» **PROBLEM STATEMENT**
Set down exactly, from the records below, the line with "Task: point out the green wheat" through the line with "Task: point out the grey", and nothing else.

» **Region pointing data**
··········

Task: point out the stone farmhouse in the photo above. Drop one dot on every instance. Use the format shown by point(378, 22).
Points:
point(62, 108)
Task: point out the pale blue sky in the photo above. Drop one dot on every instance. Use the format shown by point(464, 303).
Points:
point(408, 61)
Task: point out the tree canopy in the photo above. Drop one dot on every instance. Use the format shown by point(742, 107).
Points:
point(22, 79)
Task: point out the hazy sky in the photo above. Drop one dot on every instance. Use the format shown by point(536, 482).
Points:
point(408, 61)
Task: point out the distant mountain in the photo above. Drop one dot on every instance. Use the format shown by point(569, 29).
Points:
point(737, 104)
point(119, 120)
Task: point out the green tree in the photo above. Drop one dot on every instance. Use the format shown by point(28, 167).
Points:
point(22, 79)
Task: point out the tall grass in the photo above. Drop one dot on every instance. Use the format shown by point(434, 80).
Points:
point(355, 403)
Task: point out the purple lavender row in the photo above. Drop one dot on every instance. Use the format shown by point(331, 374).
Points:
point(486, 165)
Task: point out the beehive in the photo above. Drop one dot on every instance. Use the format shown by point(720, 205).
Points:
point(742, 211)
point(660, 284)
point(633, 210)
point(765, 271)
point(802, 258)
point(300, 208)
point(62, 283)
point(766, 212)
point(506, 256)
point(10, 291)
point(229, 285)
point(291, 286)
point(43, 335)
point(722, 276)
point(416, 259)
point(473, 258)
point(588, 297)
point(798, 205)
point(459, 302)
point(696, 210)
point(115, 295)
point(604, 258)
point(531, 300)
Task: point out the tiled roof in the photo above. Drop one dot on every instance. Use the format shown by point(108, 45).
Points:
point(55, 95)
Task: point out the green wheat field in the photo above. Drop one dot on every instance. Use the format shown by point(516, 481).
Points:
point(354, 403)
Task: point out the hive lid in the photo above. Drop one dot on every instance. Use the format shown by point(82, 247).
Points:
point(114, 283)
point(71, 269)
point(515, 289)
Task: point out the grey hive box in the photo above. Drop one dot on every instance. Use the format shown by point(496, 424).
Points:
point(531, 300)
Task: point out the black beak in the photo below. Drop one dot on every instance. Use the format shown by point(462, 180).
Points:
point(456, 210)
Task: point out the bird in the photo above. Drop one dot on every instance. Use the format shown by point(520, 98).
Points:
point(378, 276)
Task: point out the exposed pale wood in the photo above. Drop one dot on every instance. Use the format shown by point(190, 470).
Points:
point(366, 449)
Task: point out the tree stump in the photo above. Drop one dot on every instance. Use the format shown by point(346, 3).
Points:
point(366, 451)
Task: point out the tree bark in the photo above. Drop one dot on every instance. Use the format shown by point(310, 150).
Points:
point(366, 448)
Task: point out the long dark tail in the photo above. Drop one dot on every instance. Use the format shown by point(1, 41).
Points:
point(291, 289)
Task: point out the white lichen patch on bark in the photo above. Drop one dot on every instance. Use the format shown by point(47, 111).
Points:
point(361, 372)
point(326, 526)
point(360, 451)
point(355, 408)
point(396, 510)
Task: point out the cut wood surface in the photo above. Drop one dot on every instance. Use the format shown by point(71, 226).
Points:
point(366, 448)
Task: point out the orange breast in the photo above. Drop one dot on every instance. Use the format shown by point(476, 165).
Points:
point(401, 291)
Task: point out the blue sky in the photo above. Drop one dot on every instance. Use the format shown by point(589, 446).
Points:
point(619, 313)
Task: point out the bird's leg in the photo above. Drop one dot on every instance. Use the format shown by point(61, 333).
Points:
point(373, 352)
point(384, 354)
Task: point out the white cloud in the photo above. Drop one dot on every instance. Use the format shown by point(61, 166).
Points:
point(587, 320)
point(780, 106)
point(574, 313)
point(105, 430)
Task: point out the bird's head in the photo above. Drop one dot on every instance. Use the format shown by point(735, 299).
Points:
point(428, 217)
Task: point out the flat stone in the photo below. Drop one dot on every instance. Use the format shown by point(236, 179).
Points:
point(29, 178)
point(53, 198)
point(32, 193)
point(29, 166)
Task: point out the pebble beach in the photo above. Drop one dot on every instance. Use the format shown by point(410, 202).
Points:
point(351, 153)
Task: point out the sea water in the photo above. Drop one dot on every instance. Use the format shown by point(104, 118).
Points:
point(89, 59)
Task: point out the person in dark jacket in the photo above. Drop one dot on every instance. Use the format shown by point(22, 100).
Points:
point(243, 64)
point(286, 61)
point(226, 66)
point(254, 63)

··········

» **ANSWER SECTION**
Task: point out the green wheat field in the photo above. Drop one dot on every instance. Use the format shown by point(516, 481).
Points:
point(354, 403)
Task: point out the hive lid in the photo above. Drop one dot on every instance. Use the format shown by point(82, 247).
Points:
point(114, 283)
point(71, 269)
point(515, 289)
Task: point out the grey hive box in the photo above. Drop one dot on every instance. Use the format shown by point(496, 424).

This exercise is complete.